(What is being asked) Show each line of the records below that contains the string "skyline".

(Supplied material)
################

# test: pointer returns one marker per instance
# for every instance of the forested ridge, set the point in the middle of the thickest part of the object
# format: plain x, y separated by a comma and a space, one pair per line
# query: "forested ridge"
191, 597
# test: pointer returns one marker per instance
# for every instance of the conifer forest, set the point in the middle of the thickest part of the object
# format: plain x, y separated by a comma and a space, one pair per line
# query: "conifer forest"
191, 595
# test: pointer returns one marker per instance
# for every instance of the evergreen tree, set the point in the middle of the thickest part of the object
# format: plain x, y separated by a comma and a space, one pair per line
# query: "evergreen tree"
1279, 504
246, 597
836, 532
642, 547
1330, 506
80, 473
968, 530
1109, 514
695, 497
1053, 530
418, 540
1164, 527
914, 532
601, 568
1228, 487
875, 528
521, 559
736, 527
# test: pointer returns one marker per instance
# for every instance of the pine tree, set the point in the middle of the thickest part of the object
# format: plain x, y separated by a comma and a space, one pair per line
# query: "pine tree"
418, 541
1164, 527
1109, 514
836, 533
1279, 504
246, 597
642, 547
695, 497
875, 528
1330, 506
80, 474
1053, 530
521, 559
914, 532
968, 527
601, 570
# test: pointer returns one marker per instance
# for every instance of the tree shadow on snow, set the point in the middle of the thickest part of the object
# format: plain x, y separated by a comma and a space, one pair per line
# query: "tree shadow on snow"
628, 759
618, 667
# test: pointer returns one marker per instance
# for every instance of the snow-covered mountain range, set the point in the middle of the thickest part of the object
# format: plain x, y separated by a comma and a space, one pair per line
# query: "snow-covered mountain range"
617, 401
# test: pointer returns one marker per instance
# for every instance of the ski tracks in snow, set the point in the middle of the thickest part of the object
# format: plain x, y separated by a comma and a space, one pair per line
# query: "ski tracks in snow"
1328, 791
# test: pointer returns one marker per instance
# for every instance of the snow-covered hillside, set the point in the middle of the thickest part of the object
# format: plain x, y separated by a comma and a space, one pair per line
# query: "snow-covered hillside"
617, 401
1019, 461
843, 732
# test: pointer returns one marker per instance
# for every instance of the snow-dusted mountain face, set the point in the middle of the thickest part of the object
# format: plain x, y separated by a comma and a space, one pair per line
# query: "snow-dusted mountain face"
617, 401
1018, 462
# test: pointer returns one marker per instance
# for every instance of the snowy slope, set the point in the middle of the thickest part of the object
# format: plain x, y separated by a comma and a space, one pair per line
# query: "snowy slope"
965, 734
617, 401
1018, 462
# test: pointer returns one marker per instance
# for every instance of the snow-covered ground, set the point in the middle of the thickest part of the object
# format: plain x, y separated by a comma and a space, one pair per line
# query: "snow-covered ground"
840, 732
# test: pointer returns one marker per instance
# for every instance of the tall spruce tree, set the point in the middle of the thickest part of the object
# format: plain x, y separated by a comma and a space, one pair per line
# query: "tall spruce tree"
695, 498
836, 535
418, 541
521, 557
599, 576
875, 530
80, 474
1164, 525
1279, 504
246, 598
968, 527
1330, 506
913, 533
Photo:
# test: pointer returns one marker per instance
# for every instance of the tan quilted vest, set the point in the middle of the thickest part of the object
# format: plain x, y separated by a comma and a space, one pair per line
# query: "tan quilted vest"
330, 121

################

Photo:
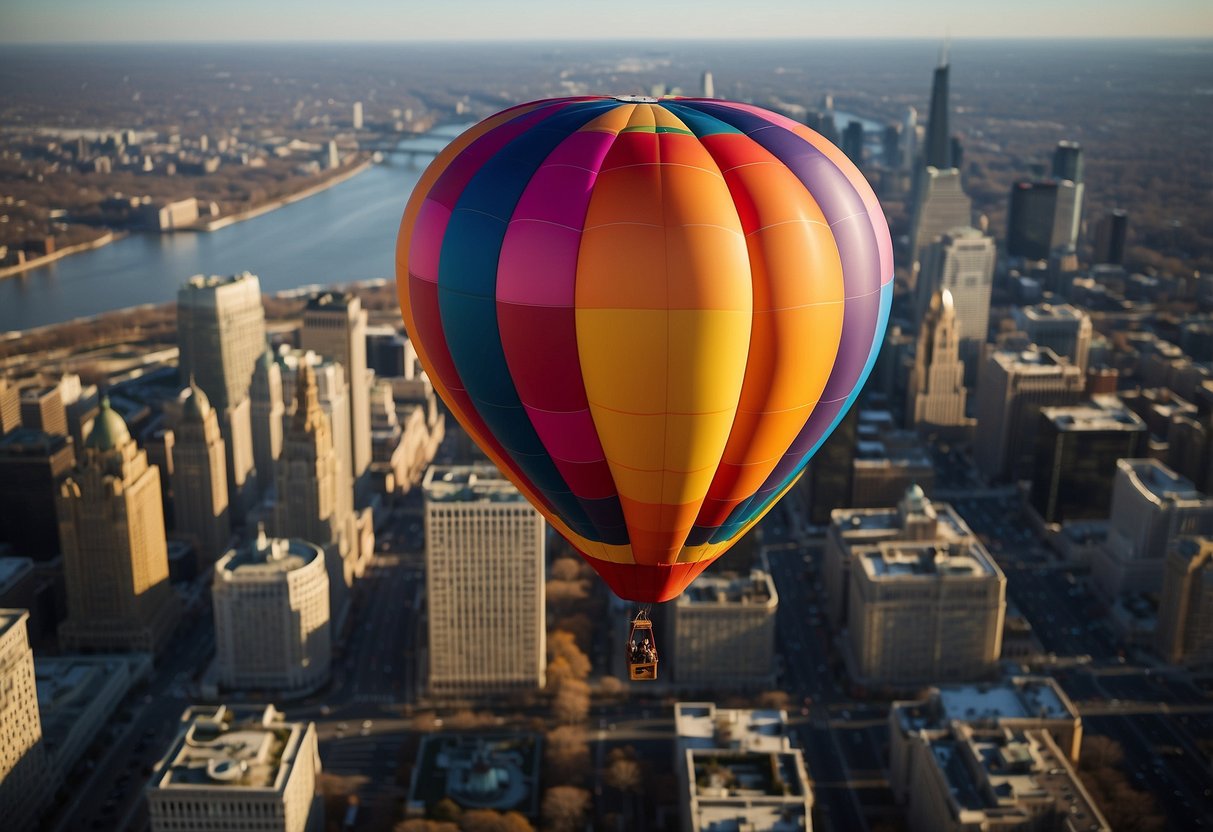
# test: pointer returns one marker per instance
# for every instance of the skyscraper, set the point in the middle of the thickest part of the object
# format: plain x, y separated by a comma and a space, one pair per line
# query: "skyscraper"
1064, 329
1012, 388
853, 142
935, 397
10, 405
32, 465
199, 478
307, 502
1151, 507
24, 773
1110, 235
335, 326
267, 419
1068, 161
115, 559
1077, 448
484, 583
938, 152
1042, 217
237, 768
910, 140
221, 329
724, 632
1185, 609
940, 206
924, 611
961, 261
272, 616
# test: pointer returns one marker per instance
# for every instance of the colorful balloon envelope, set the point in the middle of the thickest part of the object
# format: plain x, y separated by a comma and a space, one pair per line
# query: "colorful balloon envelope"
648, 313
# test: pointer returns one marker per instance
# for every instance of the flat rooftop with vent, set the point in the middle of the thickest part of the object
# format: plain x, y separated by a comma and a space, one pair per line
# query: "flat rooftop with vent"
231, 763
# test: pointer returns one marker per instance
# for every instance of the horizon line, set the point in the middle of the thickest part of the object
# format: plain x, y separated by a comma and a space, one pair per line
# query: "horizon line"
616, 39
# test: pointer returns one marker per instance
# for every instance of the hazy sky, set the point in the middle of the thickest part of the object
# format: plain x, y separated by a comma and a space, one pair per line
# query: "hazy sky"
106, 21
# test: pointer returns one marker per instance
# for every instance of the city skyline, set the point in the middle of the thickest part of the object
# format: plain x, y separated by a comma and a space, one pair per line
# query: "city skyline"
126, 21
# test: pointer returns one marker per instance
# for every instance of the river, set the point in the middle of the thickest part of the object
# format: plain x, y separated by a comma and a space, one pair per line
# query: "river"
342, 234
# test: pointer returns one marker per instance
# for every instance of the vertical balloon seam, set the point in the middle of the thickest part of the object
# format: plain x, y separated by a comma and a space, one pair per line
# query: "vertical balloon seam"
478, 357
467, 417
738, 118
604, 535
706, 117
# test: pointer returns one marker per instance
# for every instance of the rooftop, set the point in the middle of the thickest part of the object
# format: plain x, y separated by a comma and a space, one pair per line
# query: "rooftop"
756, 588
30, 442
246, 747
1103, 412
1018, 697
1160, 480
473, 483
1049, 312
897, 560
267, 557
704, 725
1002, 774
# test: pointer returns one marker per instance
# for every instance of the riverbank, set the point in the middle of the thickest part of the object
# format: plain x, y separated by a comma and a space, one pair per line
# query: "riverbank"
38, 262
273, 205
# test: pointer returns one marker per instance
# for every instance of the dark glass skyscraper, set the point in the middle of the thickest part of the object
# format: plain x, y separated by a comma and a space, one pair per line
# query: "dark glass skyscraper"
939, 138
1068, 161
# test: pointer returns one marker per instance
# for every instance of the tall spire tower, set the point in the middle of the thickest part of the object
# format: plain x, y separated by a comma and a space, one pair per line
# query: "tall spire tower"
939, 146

################

(Reply to the task)
# for every instance of the city skyline, set the point in the middle of the thickest part of the object
# query: "city skyline"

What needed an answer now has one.